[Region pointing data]
↓↓↓

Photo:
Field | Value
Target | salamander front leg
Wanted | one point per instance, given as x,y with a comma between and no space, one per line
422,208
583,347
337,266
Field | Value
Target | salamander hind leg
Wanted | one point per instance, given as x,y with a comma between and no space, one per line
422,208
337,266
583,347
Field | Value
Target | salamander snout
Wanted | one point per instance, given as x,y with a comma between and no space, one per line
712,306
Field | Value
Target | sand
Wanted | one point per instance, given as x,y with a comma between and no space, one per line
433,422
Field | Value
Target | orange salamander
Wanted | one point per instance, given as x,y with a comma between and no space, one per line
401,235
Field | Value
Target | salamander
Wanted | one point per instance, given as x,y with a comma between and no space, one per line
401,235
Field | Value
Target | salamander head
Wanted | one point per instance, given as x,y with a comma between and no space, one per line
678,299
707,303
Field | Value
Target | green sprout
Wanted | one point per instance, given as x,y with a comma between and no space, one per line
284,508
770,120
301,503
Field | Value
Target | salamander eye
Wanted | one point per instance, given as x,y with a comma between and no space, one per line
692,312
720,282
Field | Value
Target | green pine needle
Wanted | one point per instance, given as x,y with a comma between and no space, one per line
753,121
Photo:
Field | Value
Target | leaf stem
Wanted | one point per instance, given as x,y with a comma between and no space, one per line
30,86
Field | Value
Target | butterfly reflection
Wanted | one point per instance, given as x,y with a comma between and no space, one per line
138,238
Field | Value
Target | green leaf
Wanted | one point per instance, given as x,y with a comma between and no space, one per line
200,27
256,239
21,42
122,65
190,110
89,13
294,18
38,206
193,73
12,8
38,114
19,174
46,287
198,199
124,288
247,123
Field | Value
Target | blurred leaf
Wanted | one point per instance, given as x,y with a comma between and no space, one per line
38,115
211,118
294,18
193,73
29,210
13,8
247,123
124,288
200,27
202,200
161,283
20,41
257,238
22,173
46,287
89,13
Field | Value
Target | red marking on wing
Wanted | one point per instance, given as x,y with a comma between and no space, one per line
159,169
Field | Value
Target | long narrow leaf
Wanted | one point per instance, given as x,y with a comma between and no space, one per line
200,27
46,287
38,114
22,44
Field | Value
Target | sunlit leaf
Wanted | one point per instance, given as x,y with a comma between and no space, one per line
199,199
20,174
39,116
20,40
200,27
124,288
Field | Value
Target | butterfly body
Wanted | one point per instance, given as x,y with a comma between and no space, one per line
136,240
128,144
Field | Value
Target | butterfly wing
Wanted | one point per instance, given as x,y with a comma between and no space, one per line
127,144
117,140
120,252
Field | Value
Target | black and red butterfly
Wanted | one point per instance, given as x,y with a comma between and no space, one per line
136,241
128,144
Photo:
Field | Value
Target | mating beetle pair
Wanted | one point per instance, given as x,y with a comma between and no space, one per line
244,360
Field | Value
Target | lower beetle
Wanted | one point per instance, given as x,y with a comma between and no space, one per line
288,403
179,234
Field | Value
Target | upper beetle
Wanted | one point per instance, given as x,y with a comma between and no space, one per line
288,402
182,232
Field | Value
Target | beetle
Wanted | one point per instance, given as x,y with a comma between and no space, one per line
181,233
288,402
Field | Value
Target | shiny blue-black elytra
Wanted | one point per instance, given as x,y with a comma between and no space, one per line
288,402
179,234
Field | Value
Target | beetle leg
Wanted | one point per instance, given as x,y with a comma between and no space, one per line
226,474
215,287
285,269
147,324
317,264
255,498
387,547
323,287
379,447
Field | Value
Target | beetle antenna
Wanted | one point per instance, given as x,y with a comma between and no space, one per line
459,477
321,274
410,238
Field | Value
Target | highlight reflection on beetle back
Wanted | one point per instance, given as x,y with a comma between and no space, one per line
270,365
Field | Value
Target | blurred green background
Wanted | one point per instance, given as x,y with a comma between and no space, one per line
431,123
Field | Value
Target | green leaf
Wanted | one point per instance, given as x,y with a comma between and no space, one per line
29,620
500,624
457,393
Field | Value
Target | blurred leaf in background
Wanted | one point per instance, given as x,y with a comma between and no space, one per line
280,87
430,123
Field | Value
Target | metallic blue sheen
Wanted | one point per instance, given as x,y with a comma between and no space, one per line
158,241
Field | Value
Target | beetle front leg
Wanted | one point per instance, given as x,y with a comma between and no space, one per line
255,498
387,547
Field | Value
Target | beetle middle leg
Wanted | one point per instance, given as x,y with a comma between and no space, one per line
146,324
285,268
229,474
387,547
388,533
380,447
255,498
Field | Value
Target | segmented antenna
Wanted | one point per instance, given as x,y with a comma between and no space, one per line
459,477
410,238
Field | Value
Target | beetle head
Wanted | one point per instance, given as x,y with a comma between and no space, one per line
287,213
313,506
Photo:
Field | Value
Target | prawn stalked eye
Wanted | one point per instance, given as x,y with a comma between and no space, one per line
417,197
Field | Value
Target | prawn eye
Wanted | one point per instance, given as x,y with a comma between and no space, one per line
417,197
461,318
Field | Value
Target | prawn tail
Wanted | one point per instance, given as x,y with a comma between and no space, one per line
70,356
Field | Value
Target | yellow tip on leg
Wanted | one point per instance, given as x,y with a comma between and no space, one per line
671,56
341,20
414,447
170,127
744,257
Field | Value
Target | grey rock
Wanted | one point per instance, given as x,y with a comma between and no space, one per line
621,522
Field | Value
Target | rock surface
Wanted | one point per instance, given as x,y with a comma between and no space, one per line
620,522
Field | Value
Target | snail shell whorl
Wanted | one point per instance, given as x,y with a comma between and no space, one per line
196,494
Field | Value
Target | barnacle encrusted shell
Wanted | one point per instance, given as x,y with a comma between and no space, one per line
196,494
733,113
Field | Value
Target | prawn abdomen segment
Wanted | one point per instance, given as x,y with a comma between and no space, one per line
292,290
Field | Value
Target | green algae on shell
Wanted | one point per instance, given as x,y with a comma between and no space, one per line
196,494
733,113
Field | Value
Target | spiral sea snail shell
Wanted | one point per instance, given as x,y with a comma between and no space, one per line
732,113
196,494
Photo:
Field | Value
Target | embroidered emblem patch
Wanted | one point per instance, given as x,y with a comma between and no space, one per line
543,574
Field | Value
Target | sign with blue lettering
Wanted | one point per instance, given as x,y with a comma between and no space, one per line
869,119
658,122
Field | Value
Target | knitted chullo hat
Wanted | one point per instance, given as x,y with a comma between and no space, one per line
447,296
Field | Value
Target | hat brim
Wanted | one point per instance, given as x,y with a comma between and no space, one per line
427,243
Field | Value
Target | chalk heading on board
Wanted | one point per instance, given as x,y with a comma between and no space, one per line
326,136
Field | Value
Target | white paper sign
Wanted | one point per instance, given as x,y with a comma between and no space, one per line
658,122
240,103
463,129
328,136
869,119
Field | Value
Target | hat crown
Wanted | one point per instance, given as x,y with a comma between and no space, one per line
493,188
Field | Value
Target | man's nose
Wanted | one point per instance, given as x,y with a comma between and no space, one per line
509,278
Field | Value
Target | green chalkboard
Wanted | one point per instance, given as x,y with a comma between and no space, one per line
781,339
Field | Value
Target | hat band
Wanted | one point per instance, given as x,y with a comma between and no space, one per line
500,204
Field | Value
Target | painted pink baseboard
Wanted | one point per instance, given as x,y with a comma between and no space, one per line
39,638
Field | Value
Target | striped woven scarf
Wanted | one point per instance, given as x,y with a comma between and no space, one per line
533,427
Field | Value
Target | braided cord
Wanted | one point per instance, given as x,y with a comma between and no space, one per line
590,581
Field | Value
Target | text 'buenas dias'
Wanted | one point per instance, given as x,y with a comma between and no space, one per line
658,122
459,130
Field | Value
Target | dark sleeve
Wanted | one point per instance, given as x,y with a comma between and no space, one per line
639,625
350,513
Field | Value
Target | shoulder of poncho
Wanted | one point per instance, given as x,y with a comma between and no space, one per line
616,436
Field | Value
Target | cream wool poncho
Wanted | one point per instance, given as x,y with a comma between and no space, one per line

↑↑↑

YOUR ASSIGNMENT: Your answer should be one number: the count of lines in the data above that include the word "butterfly".

RESPONSE BELOW: 4